**Extracted entries**
•••

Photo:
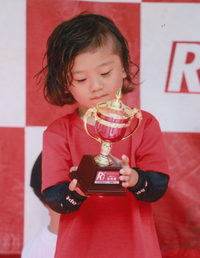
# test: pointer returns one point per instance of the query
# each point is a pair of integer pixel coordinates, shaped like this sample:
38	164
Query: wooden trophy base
96	180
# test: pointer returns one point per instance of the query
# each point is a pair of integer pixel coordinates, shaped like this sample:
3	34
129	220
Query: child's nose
96	85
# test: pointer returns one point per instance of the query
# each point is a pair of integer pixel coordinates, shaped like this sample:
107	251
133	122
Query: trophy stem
103	159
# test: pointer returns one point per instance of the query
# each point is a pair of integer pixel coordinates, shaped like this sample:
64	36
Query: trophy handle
139	116
90	112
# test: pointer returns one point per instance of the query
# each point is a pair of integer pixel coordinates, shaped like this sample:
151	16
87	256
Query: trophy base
97	180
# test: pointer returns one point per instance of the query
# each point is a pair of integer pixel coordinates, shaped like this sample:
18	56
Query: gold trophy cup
99	175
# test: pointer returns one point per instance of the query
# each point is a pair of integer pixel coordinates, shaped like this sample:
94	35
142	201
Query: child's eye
81	80
103	74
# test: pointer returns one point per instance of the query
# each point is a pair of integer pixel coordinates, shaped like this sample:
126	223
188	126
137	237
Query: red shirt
110	226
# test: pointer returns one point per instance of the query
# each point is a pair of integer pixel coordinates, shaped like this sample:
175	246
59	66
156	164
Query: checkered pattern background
164	41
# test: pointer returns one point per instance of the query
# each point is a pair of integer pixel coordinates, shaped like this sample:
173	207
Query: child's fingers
116	159
125	161
73	169
72	185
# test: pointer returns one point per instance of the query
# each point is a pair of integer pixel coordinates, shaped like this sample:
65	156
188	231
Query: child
87	62
44	244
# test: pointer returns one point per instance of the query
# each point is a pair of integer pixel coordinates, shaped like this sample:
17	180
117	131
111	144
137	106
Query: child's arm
147	186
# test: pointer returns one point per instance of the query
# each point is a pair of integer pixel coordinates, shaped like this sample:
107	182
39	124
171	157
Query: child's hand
129	176
73	185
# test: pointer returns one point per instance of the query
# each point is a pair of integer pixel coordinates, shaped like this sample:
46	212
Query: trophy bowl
99	174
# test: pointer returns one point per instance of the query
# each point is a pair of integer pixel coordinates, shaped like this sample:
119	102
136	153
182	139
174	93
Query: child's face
97	76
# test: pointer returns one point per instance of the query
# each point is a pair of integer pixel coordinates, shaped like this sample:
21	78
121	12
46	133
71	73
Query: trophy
99	174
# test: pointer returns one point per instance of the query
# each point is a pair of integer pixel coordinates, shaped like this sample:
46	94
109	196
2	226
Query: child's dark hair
83	33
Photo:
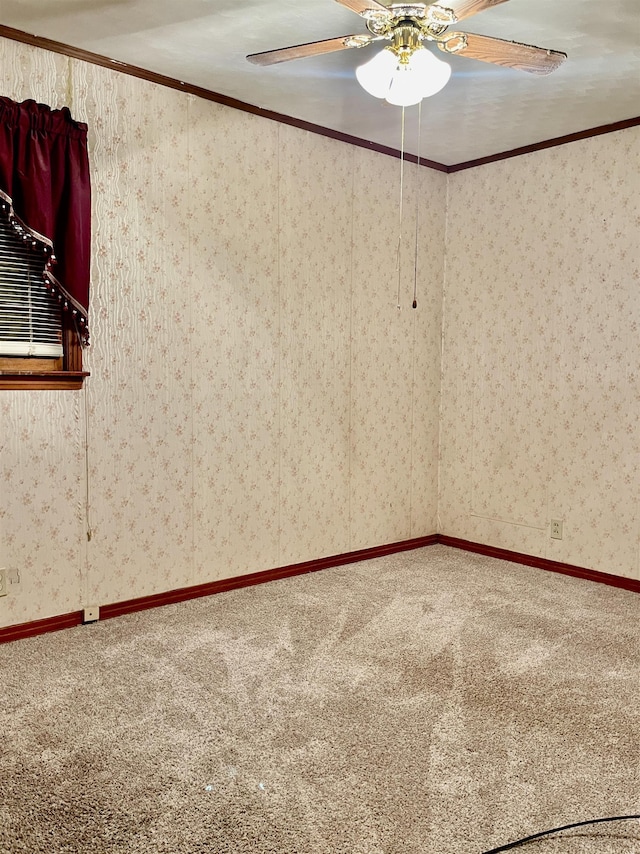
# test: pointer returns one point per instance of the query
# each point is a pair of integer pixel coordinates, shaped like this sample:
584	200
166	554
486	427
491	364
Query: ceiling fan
406	27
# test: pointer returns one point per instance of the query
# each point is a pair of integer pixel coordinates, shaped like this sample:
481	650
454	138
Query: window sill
34	380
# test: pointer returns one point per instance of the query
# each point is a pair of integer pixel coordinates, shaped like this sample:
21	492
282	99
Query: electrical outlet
91	614
556	529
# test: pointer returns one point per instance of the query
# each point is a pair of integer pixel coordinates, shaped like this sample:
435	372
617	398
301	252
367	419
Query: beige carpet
434	701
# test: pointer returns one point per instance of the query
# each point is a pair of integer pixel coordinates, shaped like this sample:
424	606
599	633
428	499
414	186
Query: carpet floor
433	701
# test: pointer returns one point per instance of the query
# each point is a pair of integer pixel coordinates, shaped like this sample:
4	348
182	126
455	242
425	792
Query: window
32	328
45	204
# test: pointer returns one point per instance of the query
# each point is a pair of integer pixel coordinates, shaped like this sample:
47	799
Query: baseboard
40	627
170	597
65	621
542	563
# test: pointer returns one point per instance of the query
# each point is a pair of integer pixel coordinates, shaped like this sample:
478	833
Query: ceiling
483	110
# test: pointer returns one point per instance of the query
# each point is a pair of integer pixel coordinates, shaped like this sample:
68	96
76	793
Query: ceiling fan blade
284	54
362	6
526	57
465	8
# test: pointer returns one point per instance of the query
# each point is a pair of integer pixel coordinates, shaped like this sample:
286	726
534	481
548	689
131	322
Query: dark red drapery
45	187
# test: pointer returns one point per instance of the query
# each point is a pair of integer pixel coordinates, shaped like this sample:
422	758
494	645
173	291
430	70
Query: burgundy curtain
46	191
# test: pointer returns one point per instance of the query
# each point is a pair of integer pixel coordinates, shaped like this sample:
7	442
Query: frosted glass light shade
434	73
375	76
403	84
405	88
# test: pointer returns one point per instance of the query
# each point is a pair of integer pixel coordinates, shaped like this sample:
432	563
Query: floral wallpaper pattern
541	379
256	397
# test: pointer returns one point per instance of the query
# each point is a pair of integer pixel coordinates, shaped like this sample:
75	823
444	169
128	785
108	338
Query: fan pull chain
401	205
415	260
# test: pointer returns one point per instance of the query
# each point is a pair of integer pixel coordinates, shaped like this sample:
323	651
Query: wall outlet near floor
556	529
91	614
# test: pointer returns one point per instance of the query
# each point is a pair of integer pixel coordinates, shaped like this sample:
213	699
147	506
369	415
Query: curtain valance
46	190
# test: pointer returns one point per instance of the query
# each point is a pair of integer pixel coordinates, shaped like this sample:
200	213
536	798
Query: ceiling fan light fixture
375	75
403	83
433	72
405	88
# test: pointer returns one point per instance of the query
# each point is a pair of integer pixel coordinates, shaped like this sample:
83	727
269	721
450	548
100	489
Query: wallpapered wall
541	388
256	397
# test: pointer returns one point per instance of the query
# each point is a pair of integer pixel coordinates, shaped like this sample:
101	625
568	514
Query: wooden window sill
34	380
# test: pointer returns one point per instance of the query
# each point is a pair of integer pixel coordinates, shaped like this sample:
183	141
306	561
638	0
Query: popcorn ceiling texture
434	702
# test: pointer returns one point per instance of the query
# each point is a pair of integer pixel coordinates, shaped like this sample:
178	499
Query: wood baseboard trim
40	627
212	587
170	597
542	563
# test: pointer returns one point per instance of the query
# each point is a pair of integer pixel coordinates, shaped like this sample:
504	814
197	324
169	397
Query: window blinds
30	321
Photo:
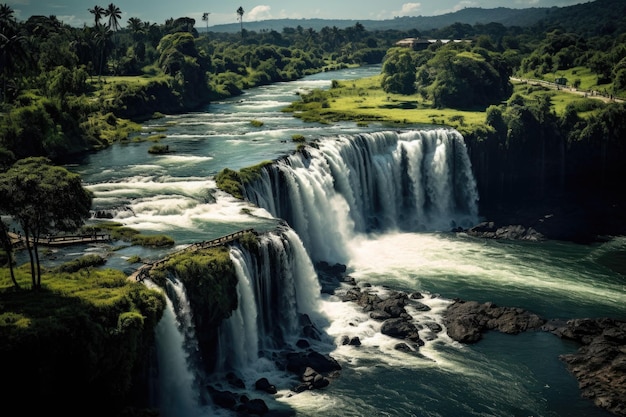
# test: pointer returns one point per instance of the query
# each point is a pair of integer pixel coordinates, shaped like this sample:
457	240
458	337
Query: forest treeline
59	94
69	89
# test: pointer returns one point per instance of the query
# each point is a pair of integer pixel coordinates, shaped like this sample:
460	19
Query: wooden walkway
143	271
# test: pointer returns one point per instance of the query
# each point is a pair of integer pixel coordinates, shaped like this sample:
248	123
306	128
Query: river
502	375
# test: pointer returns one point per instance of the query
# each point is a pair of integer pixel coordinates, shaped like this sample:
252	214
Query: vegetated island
570	146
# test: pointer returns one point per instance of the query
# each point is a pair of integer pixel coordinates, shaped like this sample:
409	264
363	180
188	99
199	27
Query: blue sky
75	13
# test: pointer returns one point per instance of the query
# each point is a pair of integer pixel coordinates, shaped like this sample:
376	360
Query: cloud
409	9
259	13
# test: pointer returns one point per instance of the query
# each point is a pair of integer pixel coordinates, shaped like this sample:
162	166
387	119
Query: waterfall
370	183
176	383
277	287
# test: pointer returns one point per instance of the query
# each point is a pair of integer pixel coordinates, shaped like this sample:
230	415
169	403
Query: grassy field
364	101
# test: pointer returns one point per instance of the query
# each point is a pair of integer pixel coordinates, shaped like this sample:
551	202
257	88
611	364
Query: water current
502	375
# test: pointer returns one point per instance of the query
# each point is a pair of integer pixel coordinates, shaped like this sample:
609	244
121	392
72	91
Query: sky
75	12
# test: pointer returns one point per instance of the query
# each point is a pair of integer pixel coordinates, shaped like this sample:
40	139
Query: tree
240	13
98	13
114	14
205	18
43	198
7	246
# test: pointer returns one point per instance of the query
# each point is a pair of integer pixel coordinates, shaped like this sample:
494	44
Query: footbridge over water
143	271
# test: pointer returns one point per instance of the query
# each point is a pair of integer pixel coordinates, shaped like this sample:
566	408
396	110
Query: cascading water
372	182
177	392
277	286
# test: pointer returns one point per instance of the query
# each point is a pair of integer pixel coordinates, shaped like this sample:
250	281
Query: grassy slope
364	101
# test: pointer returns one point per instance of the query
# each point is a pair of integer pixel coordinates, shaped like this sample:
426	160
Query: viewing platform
143	271
19	241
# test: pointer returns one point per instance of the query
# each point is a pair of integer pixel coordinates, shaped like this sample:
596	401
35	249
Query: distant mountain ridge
470	15
599	16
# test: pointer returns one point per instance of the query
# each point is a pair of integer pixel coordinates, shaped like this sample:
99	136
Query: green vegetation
365	100
42	199
84	332
82	263
233	182
65	90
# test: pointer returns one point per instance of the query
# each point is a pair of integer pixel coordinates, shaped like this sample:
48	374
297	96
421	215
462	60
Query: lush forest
65	90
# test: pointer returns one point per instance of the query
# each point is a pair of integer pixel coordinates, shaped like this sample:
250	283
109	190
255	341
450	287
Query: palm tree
205	17
101	38
114	14
98	13
135	25
13	47
240	13
6	13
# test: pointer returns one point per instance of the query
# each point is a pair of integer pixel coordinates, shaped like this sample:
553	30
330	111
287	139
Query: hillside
471	16
600	17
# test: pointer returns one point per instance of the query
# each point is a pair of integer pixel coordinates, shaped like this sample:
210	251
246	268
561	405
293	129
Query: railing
143	271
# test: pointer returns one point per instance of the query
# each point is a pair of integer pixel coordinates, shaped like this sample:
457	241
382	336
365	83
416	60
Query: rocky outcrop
490	230
466	321
600	363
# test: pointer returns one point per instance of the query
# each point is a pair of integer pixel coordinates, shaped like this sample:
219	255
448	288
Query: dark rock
489	230
224	399
401	329
234	381
255	407
467	320
355	341
297	362
403	347
264	385
599	365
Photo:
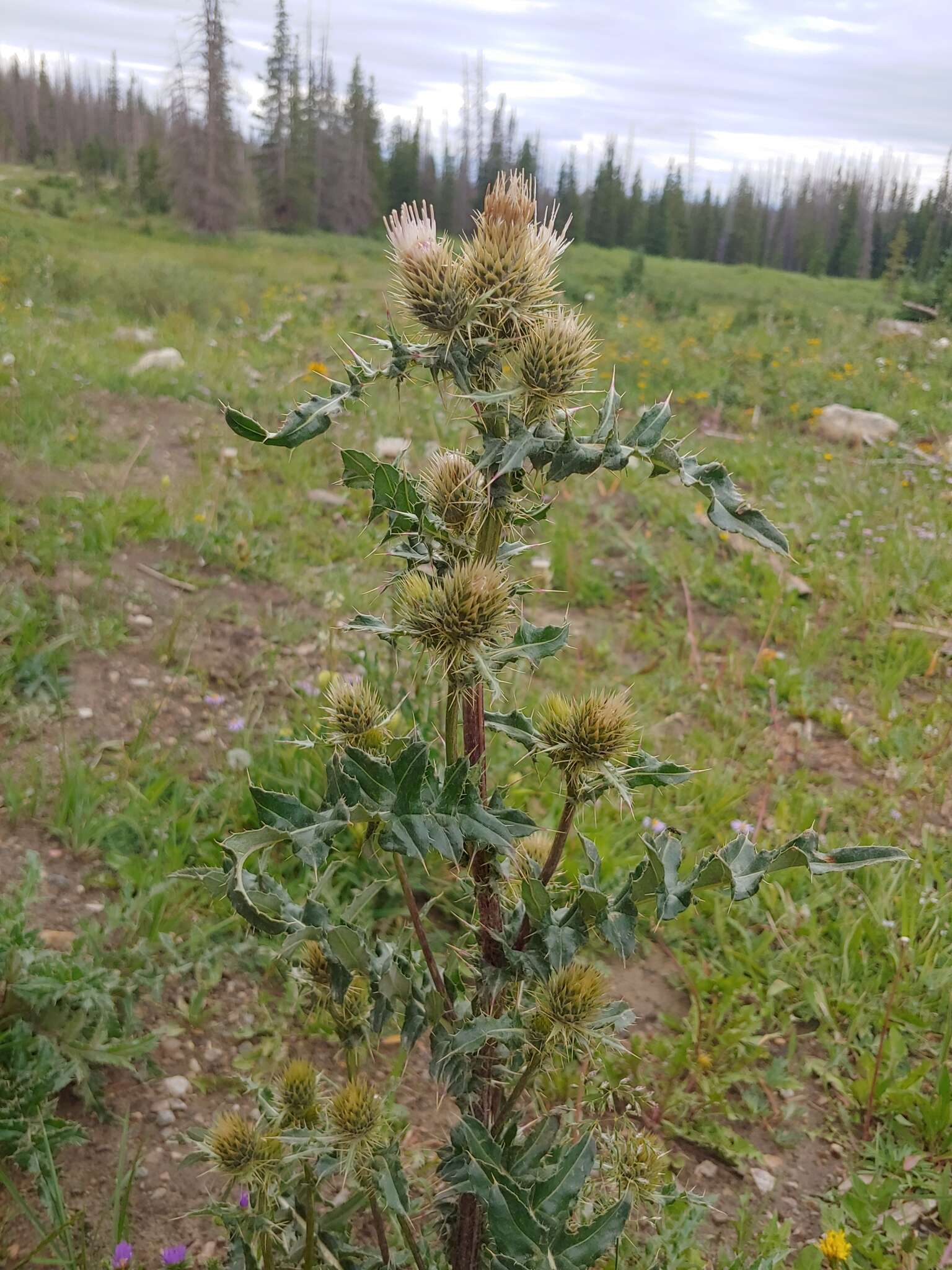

•••

**Task details**
Pull out each line of the entries above that contains the string "baseboard".

**In response**
Query: baseboard
Query: wood baseboard trim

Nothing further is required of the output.